Convert all the entries below into a numbered list, skipping blank lines. Omit the pictures from your answer.
── DATA EXCERPTS ──
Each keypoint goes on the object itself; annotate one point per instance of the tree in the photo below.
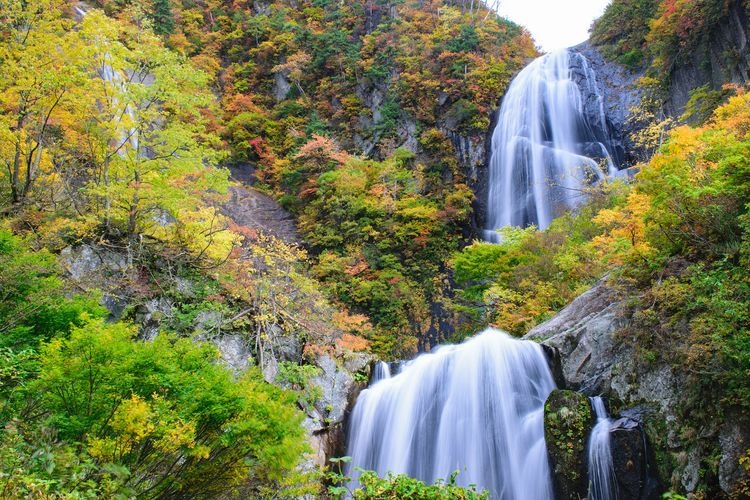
(39, 56)
(170, 419)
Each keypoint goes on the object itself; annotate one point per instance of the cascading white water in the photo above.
(381, 371)
(601, 470)
(476, 408)
(545, 150)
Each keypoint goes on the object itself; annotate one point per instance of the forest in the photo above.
(124, 128)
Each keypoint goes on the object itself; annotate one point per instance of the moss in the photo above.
(568, 420)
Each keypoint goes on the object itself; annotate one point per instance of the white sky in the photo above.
(555, 24)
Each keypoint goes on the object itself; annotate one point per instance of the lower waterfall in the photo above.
(601, 470)
(476, 408)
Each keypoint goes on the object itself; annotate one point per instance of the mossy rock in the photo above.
(568, 421)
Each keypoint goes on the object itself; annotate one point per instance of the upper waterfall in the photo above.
(550, 142)
(476, 408)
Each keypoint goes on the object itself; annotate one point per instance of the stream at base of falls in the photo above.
(476, 408)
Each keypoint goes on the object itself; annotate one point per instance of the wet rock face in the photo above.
(632, 462)
(568, 420)
(597, 362)
(726, 59)
(619, 91)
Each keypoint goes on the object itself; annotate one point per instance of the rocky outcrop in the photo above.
(725, 58)
(340, 382)
(583, 333)
(632, 459)
(259, 212)
(568, 420)
(598, 360)
(620, 93)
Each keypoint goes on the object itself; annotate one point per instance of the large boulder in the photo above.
(583, 334)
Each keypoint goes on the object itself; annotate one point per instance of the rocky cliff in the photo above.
(597, 358)
(725, 58)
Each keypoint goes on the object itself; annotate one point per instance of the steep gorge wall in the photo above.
(724, 59)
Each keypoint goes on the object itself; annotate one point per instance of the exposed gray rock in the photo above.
(597, 361)
(89, 262)
(208, 321)
(235, 351)
(336, 385)
(620, 92)
(726, 59)
(281, 86)
(151, 314)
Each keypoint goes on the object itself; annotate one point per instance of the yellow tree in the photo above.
(39, 56)
(148, 136)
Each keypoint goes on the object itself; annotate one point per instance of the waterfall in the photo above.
(381, 371)
(476, 408)
(601, 470)
(105, 71)
(549, 144)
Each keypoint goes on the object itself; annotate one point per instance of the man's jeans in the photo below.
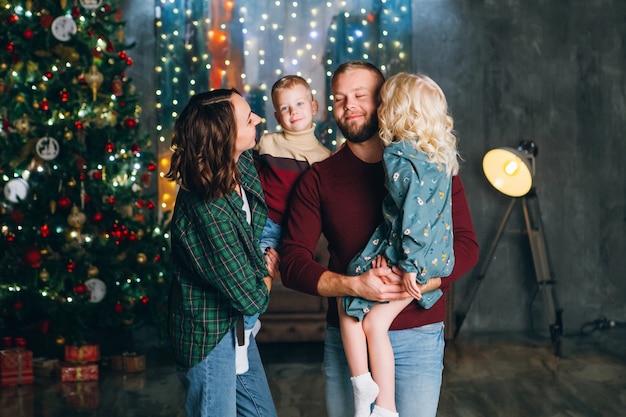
(419, 366)
(213, 389)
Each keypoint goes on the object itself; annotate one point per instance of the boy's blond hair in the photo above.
(287, 82)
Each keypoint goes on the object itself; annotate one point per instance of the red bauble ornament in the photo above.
(46, 21)
(80, 289)
(130, 123)
(64, 202)
(71, 265)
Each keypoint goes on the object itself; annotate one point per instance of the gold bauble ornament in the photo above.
(76, 218)
(22, 125)
(94, 80)
(92, 271)
(44, 275)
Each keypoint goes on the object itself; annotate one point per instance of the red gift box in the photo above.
(72, 372)
(85, 353)
(16, 367)
(18, 401)
(84, 395)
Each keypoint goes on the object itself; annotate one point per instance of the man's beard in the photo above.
(359, 133)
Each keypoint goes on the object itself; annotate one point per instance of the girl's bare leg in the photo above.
(355, 346)
(381, 360)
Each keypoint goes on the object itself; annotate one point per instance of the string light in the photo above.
(273, 41)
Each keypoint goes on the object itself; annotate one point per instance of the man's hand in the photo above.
(411, 285)
(380, 283)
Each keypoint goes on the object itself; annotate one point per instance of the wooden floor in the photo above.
(486, 376)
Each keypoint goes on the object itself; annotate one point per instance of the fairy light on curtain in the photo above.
(249, 44)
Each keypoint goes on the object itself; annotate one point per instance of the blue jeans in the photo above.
(213, 388)
(419, 366)
(271, 236)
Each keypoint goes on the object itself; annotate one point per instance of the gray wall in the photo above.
(546, 70)
(550, 71)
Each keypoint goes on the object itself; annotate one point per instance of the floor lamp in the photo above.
(511, 171)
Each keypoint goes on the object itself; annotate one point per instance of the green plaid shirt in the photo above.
(218, 266)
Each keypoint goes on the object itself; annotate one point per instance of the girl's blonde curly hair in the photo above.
(414, 108)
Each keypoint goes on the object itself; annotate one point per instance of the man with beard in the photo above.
───
→ **WORKED ANSWER**
1. Each keypoint goes on the object itself; annotate one point per instance of the tree in the photo below.
2. (39, 56)
3. (170, 419)
4. Each keypoint goes on the object itself; annotate one point per instance of the cascading white water in the photo above.
5. (381, 371)
6. (601, 470)
7. (476, 408)
8. (545, 150)
9. Each keypoint goes on the object itself; annotate one point per instance of the forest in the photo above.
10. (124, 128)
11. Each keypoint goes on the object itself; annotate one point per instance of the moss in the photo above.
12. (568, 420)
13. Each keypoint goes on the object itself; annotate one point per instance of the white sky in the photo above.
14. (555, 24)
15. Each keypoint goes on the object itself; annotate one point per instance of the lower waterfall in the photo above.
16. (601, 470)
17. (476, 408)
18. Each keypoint goes on the object itself; annotate one point per instance of the mossy rock in the photo above.
19. (568, 421)
20. Each keypoint goes on the object itself; annotate one point per instance of the upper waterfall in the photo above.
21. (550, 142)
22. (476, 408)
23. Each keypoint goes on the object itself; annotate one point per instance of the stream at base of falls in the photo above.
24. (476, 408)
25. Each keypoint goes on the object itself; annotate one point per instance of the wet rock face in the photo above.
26. (632, 462)
27. (568, 420)
28. (597, 362)
29. (726, 59)
30. (619, 91)
31. Each keypoint goes on the object itself; annotate one point per instance of the rocky outcrop in the photo above.
32. (725, 58)
33. (340, 382)
34. (583, 333)
35. (632, 459)
36. (259, 212)
37. (568, 420)
38. (598, 360)
39. (620, 93)
40. Each keypoint goes on the object itself; annotate one point per instance of the large boulder in the photo above.
41. (583, 334)
42. Each keypoint goes on the object itself; annotate one point per instance of the rocky cliff in the photo above.
43. (597, 358)
44. (725, 58)
45. Each keypoint goes on the object itself; annotate one point per instance of the steep gorge wall in the photo above.
46. (724, 59)
47. Each keypoint goes on the object itself; annotate one point per instance of the exposed gray rock in the photo above.
48. (597, 361)
49. (89, 262)
50. (208, 321)
51. (235, 351)
52. (336, 385)
53. (620, 92)
54. (726, 59)
55. (281, 86)
56. (151, 314)
57. Each keypoint goes on the object itself; annotate one point per instance of the yellow tree in the photo above.
58. (39, 56)
59. (148, 136)
60. Each keypoint goes on the object itself; annotate one point per instance of the waterfall in the photo above.
61. (381, 371)
62. (476, 408)
63. (601, 470)
64. (105, 71)
65. (549, 144)
66. Each keypoint goes on the object itself; annotate one point per instance of the man's jeans in the photo below.
67. (419, 366)
68. (213, 389)
69. Each keypoint goes on the object itself; annotate one point per instance of the boy's blond hair in the photo above.
70. (287, 82)
71. Each keypoint goes on the object itself; annotate one point per instance of the red bauble ornament in the photo above.
72. (46, 21)
73. (80, 289)
74. (130, 123)
75. (64, 202)
76. (71, 265)
77. Each keypoint goes on the object itself; annotate one point per instance of the gold bauble ornament in the photo above.
78. (76, 218)
79. (22, 125)
80. (94, 80)
81. (92, 271)
82. (44, 275)
83. Each keypoint goes on the object itself; annotate one point per instance of the red gift box in the photo above.
84. (72, 372)
85. (85, 353)
86. (16, 367)
87. (18, 401)
88. (84, 395)
89. Each keypoint goes on the object itself; annotate one point per instance of the man's beard in the photo above.
90. (359, 133)
91. Each keypoint goes on the object itself; annotate one point per instance of the girl's bare leg in the photo above.
92. (355, 346)
93. (381, 360)
94. Each keypoint goes on the object itself; annotate one point per instance of the string light in the photo above.
95. (273, 41)
96. Each keypoint goes on the object itself; annotate one point per instance of the man's hand in the photo above.
97. (411, 285)
98. (380, 283)
99. Each keypoint goes on the object itself; annotate one point per instance of the wooden floor in the photo above.
100. (486, 376)
101. Each keypoint goes on the object itself; annotate one point per instance of the fairy light on curtain in the photo above.
102. (249, 44)
103. Each keypoint goes on the object itself; annotate one point per instance of the blue jeans in the photo above.
104. (213, 388)
105. (419, 366)
106. (271, 236)
107. Each keypoint goes on the object itself; annotate one point per instance of the gray wall in the photo above.
108. (546, 70)
109. (550, 71)
110. Each keypoint goes on the object itself; annotate one point per instance of the floor lamp in the photo above.
111. (511, 171)
112. Each keypoint goes on the object itself; annotate one point per instance of the green plaid shirt in the photo above.
113. (218, 266)
114. Each keypoint goes on the object itself; annotate one point per instance of the girl's blonde curly hair in the photo above.
115. (414, 108)
116. Each keypoint goes on the object itself; annotate one point per instance of the man with beard in the photo above.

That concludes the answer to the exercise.